Yapılacak iş
Aşağıdaki kayıtlarda "what" kelimesinin geçtiği satırların sayısını yazın. Yalnızca sayıyı verin.

Verilen kayıtlar
'''
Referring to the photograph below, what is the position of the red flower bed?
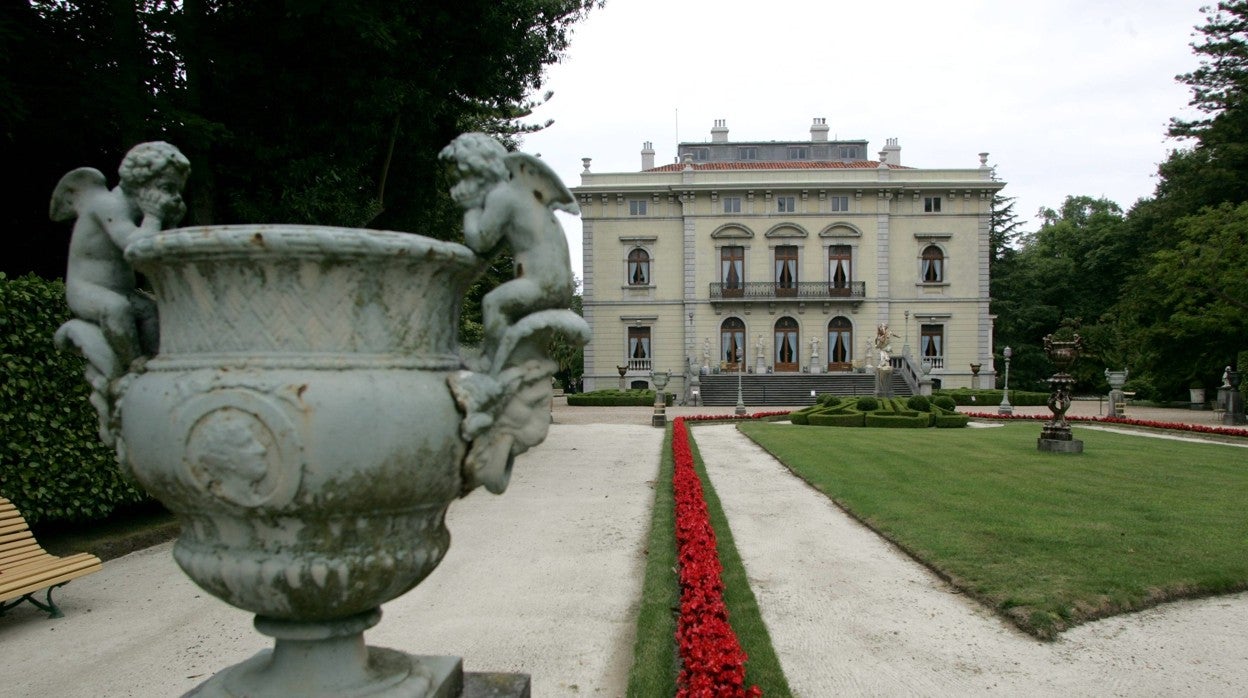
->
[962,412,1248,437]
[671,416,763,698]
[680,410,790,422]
'''
'''
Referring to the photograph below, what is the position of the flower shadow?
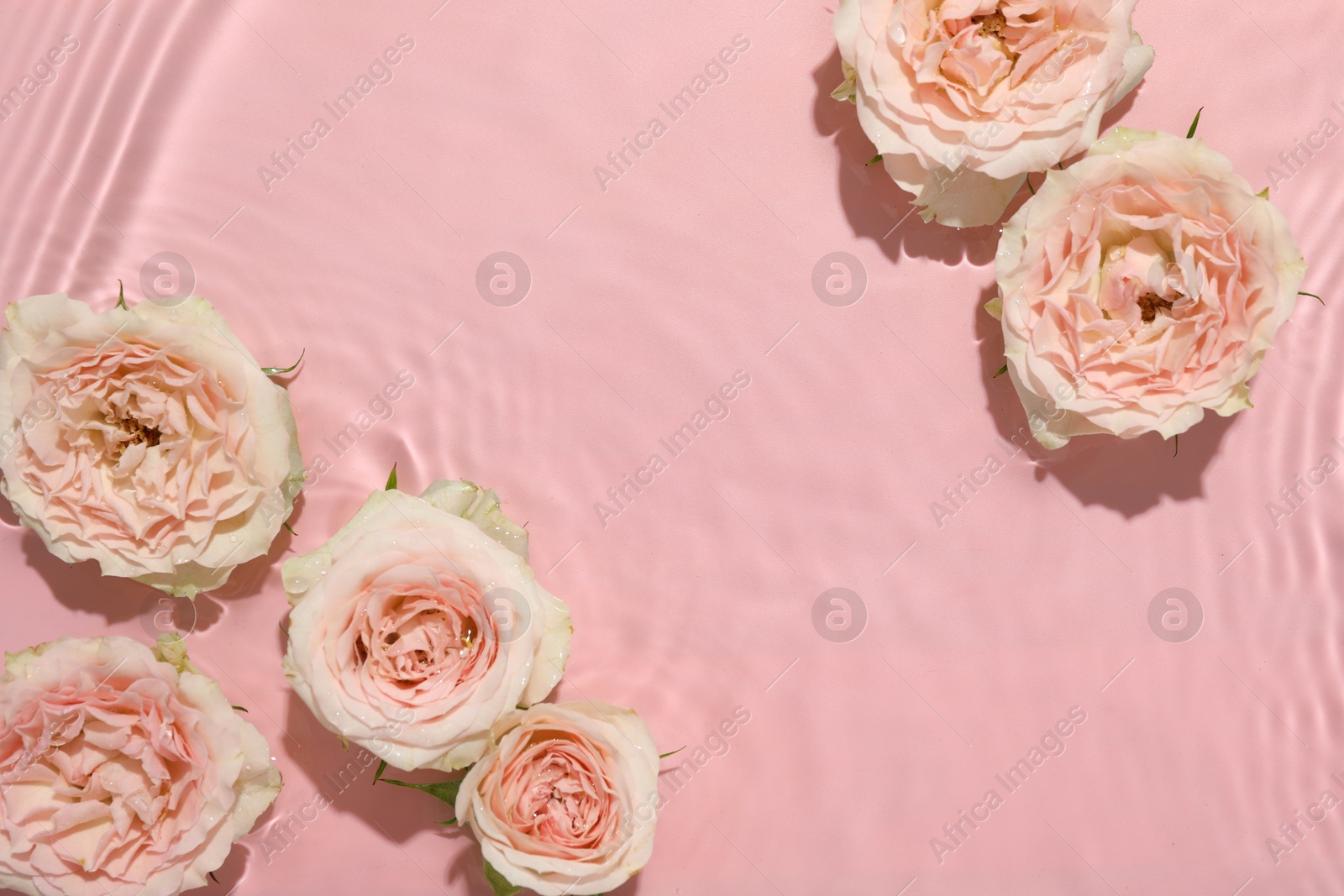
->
'''
Çözüm
2